╔══
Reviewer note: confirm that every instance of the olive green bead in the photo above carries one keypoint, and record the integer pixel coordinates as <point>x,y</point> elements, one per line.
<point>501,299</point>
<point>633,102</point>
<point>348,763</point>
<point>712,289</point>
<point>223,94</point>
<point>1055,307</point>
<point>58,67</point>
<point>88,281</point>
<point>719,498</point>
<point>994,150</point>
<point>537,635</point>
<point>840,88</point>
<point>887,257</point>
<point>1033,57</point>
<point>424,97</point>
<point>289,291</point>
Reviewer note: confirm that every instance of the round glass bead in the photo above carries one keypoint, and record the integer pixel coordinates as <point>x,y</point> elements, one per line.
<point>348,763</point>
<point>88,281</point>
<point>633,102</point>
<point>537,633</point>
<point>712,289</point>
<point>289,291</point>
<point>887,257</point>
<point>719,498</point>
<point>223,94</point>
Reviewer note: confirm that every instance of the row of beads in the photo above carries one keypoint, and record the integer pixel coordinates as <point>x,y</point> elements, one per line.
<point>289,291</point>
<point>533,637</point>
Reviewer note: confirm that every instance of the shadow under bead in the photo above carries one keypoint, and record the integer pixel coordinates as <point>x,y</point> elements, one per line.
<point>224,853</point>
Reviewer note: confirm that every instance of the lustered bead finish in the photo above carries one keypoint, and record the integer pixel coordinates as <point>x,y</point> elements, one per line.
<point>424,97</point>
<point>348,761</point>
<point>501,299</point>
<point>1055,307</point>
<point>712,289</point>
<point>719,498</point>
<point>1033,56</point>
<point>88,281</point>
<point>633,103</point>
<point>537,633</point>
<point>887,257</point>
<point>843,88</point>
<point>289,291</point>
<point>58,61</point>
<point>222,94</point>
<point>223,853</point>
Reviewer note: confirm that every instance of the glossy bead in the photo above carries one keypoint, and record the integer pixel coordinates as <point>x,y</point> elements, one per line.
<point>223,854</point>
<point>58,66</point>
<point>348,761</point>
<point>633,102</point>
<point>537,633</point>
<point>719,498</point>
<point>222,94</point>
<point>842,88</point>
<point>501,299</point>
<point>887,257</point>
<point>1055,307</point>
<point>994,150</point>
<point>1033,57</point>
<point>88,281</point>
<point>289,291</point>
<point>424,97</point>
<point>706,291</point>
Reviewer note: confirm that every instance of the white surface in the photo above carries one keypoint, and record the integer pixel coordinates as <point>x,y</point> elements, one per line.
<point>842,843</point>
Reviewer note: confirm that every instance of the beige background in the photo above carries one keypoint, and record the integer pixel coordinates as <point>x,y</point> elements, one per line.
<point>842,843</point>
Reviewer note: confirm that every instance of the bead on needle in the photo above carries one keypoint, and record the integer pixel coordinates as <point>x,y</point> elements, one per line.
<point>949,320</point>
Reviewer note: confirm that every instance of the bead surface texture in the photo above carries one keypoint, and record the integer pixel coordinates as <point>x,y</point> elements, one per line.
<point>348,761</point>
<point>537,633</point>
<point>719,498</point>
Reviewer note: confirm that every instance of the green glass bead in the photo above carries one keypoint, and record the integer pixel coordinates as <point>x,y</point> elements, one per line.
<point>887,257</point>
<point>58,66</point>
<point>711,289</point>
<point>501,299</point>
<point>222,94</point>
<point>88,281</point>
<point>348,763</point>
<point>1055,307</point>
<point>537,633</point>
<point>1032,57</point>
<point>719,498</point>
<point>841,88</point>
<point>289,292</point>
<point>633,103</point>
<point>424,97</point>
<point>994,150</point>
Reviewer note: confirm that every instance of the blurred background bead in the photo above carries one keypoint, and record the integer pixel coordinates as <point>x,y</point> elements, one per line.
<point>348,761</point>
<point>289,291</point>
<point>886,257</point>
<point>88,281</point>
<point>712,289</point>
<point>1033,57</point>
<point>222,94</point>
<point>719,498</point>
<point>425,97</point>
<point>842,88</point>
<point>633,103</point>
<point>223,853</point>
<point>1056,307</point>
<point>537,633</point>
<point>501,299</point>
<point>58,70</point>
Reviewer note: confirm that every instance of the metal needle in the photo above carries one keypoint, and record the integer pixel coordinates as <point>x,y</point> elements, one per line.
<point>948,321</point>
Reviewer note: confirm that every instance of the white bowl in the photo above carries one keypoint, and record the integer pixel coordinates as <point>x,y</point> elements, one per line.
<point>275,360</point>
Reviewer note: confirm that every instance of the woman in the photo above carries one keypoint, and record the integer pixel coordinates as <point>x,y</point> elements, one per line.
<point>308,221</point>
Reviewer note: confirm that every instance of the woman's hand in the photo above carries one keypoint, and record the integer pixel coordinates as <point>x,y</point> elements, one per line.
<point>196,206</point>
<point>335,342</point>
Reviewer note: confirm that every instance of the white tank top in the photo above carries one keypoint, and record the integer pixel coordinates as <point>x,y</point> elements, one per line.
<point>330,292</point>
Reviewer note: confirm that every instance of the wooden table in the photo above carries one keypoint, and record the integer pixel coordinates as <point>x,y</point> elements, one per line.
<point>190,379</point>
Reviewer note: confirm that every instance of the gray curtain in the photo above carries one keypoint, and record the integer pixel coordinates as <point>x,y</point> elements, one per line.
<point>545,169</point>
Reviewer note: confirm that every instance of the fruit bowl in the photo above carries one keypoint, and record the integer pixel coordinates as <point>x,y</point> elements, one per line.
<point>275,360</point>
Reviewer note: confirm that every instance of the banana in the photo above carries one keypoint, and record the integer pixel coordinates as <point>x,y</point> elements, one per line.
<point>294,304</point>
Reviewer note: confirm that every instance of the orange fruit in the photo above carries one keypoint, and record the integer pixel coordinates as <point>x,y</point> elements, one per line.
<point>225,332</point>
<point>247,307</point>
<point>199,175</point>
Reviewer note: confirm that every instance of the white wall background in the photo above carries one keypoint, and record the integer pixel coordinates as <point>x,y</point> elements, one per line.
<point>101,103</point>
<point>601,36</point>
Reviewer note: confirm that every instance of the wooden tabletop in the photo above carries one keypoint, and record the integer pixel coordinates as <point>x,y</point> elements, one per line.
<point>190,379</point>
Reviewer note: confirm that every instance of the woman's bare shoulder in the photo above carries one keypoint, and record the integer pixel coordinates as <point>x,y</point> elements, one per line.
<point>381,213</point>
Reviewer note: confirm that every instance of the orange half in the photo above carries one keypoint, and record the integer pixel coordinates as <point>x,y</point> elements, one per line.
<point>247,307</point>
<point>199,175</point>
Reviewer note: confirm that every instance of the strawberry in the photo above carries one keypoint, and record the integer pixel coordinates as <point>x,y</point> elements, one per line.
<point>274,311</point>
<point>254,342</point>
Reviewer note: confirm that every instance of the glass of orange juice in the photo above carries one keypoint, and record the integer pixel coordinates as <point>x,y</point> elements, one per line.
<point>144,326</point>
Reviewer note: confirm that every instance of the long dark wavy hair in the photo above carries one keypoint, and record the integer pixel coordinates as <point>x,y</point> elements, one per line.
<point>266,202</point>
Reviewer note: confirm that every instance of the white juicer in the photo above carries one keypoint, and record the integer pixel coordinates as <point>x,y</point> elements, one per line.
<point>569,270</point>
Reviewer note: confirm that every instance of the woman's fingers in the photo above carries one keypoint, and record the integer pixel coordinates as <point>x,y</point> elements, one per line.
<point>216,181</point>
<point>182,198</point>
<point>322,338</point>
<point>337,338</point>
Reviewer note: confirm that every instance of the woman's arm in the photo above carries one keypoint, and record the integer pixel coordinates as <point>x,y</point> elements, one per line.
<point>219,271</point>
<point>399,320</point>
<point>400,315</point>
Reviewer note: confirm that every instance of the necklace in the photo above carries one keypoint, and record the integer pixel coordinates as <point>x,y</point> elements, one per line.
╚══
▶ Task objective:
Take the records shown above and output them again exactly.

▶ Response below:
Reviewer note: confirm that every instance of the olive green bead in the photo above carries one keypoint, and record the integer pixel coordinates as <point>x,y</point> elements, one per line.
<point>501,299</point>
<point>633,102</point>
<point>348,763</point>
<point>712,289</point>
<point>223,94</point>
<point>1055,307</point>
<point>58,67</point>
<point>88,281</point>
<point>719,498</point>
<point>994,150</point>
<point>537,635</point>
<point>840,88</point>
<point>887,257</point>
<point>1033,57</point>
<point>424,97</point>
<point>289,291</point>
Reviewer note: confirm that every instance of the round glass bead in the photo above carries one keypoint, and record the integer pixel coordinates as <point>x,y</point> elements, one per line.
<point>348,763</point>
<point>88,281</point>
<point>633,102</point>
<point>537,633</point>
<point>712,289</point>
<point>289,291</point>
<point>887,257</point>
<point>719,498</point>
<point>223,94</point>
Reviewer note: confirm that every instance of the row of beads in the photo above carries one keypoint, and record the integer pixel coordinates as <point>x,y</point> elements, one per line.
<point>289,291</point>
<point>533,637</point>
Reviewer note: confirm that every instance of the shadow under bead in the photo above carries one keypoint, and record the integer pixel coordinates as <point>x,y</point> elements, one per line.
<point>224,853</point>
Reviewer note: confirm that every instance of the lustered bead finish in the photo above carries one keypoint, and record the integer pixel coordinates as <point>x,y</point> elements, one per line.
<point>424,97</point>
<point>348,761</point>
<point>501,299</point>
<point>1055,307</point>
<point>712,289</point>
<point>719,498</point>
<point>1033,56</point>
<point>88,281</point>
<point>633,103</point>
<point>537,633</point>
<point>887,257</point>
<point>843,88</point>
<point>289,291</point>
<point>58,61</point>
<point>222,94</point>
<point>223,853</point>
Reviewer note: confirm that every instance of the glossy bead in the photo above carries one keypoint, and record the integer pixel coordinates as <point>x,y</point> elements, one per line.
<point>223,854</point>
<point>58,66</point>
<point>348,761</point>
<point>633,102</point>
<point>537,633</point>
<point>719,498</point>
<point>222,94</point>
<point>842,88</point>
<point>501,299</point>
<point>887,257</point>
<point>1055,307</point>
<point>994,150</point>
<point>1033,57</point>
<point>88,281</point>
<point>289,291</point>
<point>424,97</point>
<point>706,291</point>
Reviewer note: confirm that every instance of the white surface in the photo above carries one keypoint, and record the integer pixel coordinates as <point>x,y</point> elements, one per line.
<point>842,843</point>
Reviewer note: confirm that every instance of the beige background in the photo above carries one keypoint, and record the integer pixel coordinates as <point>x,y</point> elements, one per line.
<point>842,843</point>
Reviewer note: confirm that every instance of the bead on needle in the photo above carries one keypoint, and record the integer pixel coordinates as <point>x,y</point> elements, one per line.
<point>949,320</point>
Reviewer note: confirm that every instance of the bead surface texture in the photo above carries one keypoint, and record the integer pixel coordinates as <point>x,y</point> elements, one per line.
<point>348,761</point>
<point>537,633</point>
<point>719,498</point>
Reviewer note: confirm that every instance of the green glass bead in the photo above carries one keypoint, and record the integer pixel coordinates as <point>x,y</point> elements, one per line.
<point>887,257</point>
<point>58,66</point>
<point>711,289</point>
<point>501,299</point>
<point>222,94</point>
<point>88,281</point>
<point>348,763</point>
<point>1055,307</point>
<point>537,633</point>
<point>1032,57</point>
<point>719,498</point>
<point>841,88</point>
<point>289,292</point>
<point>633,103</point>
<point>424,97</point>
<point>994,150</point>
Reviewer note: confirm that every instance of the blurred background bead in the photo above carries one keypoint, and record the integer pixel coordinates as <point>x,y</point> elements, one per line.
<point>348,761</point>
<point>289,291</point>
<point>886,257</point>
<point>88,281</point>
<point>712,289</point>
<point>1033,57</point>
<point>222,94</point>
<point>719,498</point>
<point>425,97</point>
<point>842,88</point>
<point>633,103</point>
<point>223,853</point>
<point>1056,307</point>
<point>537,633</point>
<point>501,299</point>
<point>58,70</point>
Reviewer note: confirm that every instance of the metal needle in the photo above carries one keypoint, and record the integer pixel coordinates as <point>x,y</point> elements, one per line.
<point>948,321</point>
Reviewer note: confirm that every instance of the white bowl in the photo above carries one keypoint, and record the integer pixel coordinates as <point>x,y</point> elements, one per line.
<point>275,360</point>
Reviewer note: confirm that every instance of the woman in the photo above carries one keypoint, and record the integer pixel coordinates as <point>x,y</point> elements, one per line.
<point>308,221</point>
Reviewer note: confirm that every instance of the woman's hand in the photo above carries one keypoint, and record the integer pixel coordinates as <point>x,y</point> elements, one per line.
<point>196,206</point>
<point>335,342</point>
Reviewer note: confirm that every instance of the white tank top in the photo above carries one keypoint, and record the integer pixel coordinates as <point>x,y</point> elements, one per line.
<point>330,292</point>
Reviewer note: confirm that every instance of the wooden table in the photo above carries one keypoint, and record the integer pixel coordinates as <point>x,y</point> elements, one per line.
<point>190,379</point>
Reviewer note: confirm that every instance of the gray curtain in the photo above carries one keypoint, and record the integer pixel coordinates as <point>x,y</point> elements, one per line.
<point>545,169</point>
Reviewer note: confirm that every instance of the fruit bowl in the photo above carries one keypoint, and record the integer pixel coordinates as <point>x,y</point> elements, one per line.
<point>275,360</point>
Reviewer note: confirm that every instance of the banana in the photo above carries one keypoint, and record the integer pixel coordinates as <point>x,y</point> elements, one per line.
<point>294,304</point>
Reviewer note: confirm that every instance of the orange fruit in the photo above carries one keypoint, and record the integer pixel coordinates as <point>x,y</point> elements, one per line.
<point>225,332</point>
<point>247,307</point>
<point>199,175</point>
Reviewer note: confirm that every instance of the white wall background in the photo above carries one keypoint, and record the integer pixel coordinates as <point>x,y</point> elements, one per line.
<point>101,103</point>
<point>601,36</point>
Reviewer note: confirm that every instance of the wooden tabletop in the photo above carries one keypoint, and record the integer pixel coordinates as <point>x,y</point> elements, one per line.
<point>190,379</point>
Reviewer note: confirm that every instance of the woman's bare shoulder in the photo above carries one keypoint, and record the integer pixel coordinates as <point>x,y</point> elements, one per line.
<point>381,213</point>
Reviewer note: confirm that every instance of the orange half in the photo above carries one keypoint, and record the integer pixel coordinates as <point>x,y</point> elements, one per line.
<point>247,307</point>
<point>199,175</point>
Reviewer note: confirm that every instance of the strawberry in the photo above carries one keypoint, and record the integer pixel coordinates as <point>x,y</point> elements, one per line.
<point>274,311</point>
<point>254,342</point>
Reviewer note: confirm that every instance of the glass of orange juice in the photo above carries one keypoint, and record the integer pixel coordinates as <point>x,y</point> elements, one per line.
<point>144,326</point>
Reviewer note: confirm that every instance of the long dark wavy hair in the photo above carries one keypoint, and record the integer pixel coordinates as <point>x,y</point> elements, one per line.
<point>266,202</point>
Reviewer note: confirm that every instance of the white juicer in the photo above carries one keypoint, and record the integer pixel coordinates as <point>x,y</point> elements, one per line.
<point>569,270</point>
Reviewer note: confirm that every instance of the woman's fingers in the photo above carries one keypoint, and record the integer pixel coordinates as <point>x,y</point> elements, one per line.
<point>216,181</point>
<point>182,198</point>
<point>322,338</point>
<point>337,338</point>
Reviewer note: confirm that every instance of the woman's arm in the photo above carries one keypoint, and record the integer pixel coordinates as <point>x,y</point> elements, one per line.
<point>219,271</point>
<point>399,320</point>
<point>400,315</point>
Reviewer note: confirm that every instance of the necklace in the photo above carries one keypoint, and record the integer pixel coordinates as <point>x,y</point> elements, one per line.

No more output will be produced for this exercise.